- [Data]
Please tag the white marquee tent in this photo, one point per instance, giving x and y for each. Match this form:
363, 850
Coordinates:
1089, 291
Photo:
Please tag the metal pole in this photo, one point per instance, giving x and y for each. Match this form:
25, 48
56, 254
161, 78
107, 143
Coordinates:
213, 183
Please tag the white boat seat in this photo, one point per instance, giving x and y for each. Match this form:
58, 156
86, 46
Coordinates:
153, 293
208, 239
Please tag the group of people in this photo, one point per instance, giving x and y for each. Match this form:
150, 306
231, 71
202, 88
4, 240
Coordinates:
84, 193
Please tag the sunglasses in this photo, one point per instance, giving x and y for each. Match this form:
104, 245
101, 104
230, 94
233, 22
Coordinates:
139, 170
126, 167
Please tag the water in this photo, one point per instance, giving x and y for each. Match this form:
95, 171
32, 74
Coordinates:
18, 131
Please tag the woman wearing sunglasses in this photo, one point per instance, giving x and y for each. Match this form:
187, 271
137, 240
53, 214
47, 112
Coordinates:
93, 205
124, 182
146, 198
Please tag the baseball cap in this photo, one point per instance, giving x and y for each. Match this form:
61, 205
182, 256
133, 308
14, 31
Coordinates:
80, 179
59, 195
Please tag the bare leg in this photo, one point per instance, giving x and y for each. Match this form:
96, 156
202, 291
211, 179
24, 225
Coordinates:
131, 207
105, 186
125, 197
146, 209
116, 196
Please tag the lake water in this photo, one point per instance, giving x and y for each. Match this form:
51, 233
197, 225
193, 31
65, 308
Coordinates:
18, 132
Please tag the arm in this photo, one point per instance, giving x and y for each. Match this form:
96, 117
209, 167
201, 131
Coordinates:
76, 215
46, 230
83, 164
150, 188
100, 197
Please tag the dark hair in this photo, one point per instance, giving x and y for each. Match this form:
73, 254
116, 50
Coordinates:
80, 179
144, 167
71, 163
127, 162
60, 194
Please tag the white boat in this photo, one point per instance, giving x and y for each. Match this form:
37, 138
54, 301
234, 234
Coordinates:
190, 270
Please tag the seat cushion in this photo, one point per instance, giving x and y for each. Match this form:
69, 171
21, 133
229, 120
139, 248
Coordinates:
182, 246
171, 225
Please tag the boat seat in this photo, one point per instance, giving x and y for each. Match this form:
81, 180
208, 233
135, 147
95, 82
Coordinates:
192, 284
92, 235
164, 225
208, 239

- [Stated exercise] Every entry should be printed again exactly as written.

- [The solution]
Please tag the white marquee tent in this photo, one point per instance, giving x and y for each. Match this form:
363, 850
Coordinates:
1089, 291
Photo:
Please tag the metal pole in this photo, one point per instance, giving x and y for each. Match this form:
25, 48
56, 254
161, 78
107, 143
Coordinates:
213, 183
Please tag the white boat seat in this photo, one point per instance, giving x and y for each. Match this form:
58, 156
86, 46
Coordinates:
153, 293
208, 239
Please tag the group of people in this photo, one point per instance, giving x and y for each. Match this form:
150, 306
231, 71
202, 88
4, 240
Coordinates:
84, 193
Please tag the sunglasses in this photo, one point per instance, giving x and y for each. Match this form:
104, 245
101, 104
230, 94
233, 22
Coordinates:
139, 170
126, 167
Please tag the water in this photo, one point per instance, giving x and y for each. Match this form:
95, 171
32, 74
Coordinates:
18, 131
Please tag the woman wearing sunglasses in this photo, one point per instance, giving x and y for each. Match this form:
187, 271
137, 240
53, 214
47, 112
Coordinates:
93, 205
124, 182
146, 198
Please tag the baseball cap in this photo, one point per instance, giving x and y for each. Match this form:
61, 205
182, 256
133, 308
14, 31
Coordinates:
80, 179
59, 195
Please tag the bare leg in this photo, one point per instance, giving x and y for each. Match this form:
96, 156
202, 291
211, 179
24, 225
Coordinates:
131, 207
105, 186
125, 197
146, 209
116, 196
Please tag the lake water in this photo, one point per instance, giving x and y for each. Match this form:
51, 233
197, 225
193, 31
65, 308
Coordinates:
18, 132
Please tag the arm in this photo, one point per instance, giving x and y for each. Match this form:
96, 117
209, 167
201, 131
Coordinates:
76, 215
46, 230
83, 164
150, 188
100, 197
Please tag the dark hair in this photo, one point per instance, giving x and y for each. Match this form:
73, 254
116, 50
Coordinates:
80, 179
144, 167
71, 163
127, 162
60, 194
Please tag the white boat in this photo, one point per instance, giving x and y for each. Match this form:
37, 138
54, 301
234, 234
Coordinates:
190, 270
Please tag the seat cushion in this photo, one point per instance, giving x and y for each. Match this form:
69, 171
21, 133
229, 120
139, 248
Coordinates:
182, 246
171, 225
Please tag the boat seat in this photo, one point per instance, giving x and y for each. Match this form:
81, 180
208, 233
135, 147
95, 82
Coordinates:
192, 284
92, 235
164, 225
208, 239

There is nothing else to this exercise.